» Data excerpts:
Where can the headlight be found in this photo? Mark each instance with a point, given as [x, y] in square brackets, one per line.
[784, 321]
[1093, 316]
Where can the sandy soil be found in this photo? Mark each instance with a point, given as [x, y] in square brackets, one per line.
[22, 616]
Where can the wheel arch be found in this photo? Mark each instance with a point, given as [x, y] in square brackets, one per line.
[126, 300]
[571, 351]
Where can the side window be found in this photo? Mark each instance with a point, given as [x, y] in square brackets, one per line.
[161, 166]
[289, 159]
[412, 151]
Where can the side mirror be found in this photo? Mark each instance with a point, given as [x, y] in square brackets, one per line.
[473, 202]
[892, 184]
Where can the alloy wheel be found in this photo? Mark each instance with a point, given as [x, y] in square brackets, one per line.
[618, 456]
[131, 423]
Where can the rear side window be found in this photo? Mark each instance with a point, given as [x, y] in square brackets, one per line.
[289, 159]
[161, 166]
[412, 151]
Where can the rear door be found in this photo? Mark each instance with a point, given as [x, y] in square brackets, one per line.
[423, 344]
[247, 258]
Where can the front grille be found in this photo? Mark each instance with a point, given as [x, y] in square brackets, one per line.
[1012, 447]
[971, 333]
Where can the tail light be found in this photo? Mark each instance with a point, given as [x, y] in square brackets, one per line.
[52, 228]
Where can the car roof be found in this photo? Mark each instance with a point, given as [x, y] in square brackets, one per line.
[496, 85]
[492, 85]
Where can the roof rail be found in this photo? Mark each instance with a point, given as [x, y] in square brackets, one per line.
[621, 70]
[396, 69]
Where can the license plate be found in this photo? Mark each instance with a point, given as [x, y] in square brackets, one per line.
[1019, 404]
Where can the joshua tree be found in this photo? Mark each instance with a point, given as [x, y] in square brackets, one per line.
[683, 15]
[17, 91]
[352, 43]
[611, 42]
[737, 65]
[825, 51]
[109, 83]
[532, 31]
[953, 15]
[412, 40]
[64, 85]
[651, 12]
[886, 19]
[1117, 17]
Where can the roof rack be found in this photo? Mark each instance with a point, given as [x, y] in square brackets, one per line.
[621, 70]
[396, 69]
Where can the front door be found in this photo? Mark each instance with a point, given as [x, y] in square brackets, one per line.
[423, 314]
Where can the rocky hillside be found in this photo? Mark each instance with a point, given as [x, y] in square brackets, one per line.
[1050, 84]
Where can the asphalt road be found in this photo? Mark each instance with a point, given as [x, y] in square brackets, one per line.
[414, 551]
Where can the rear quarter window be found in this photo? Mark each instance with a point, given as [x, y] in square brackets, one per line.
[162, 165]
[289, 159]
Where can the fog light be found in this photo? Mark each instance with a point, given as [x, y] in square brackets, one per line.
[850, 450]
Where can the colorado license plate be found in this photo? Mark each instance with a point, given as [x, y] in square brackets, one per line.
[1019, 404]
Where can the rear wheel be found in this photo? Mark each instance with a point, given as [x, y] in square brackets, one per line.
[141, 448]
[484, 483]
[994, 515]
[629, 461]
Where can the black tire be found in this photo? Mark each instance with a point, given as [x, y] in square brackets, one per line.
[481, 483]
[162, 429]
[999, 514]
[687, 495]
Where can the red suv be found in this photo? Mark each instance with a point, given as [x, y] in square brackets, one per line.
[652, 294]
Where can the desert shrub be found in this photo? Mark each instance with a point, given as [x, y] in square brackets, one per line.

» Exercise requirements: Your answer must hold the line containing "Where can the red" and all lines after it in the entries above, exactly, and nothing else.

» Problem solution:
Where can the red suv be found in this photo? Mark each instance with a point, given as [x, y] in square brackets, one per line.
[652, 294]
Where can the desert shrub be found in this photo? Mark each instance with a point, given as [x, y] in square brackets, one per line.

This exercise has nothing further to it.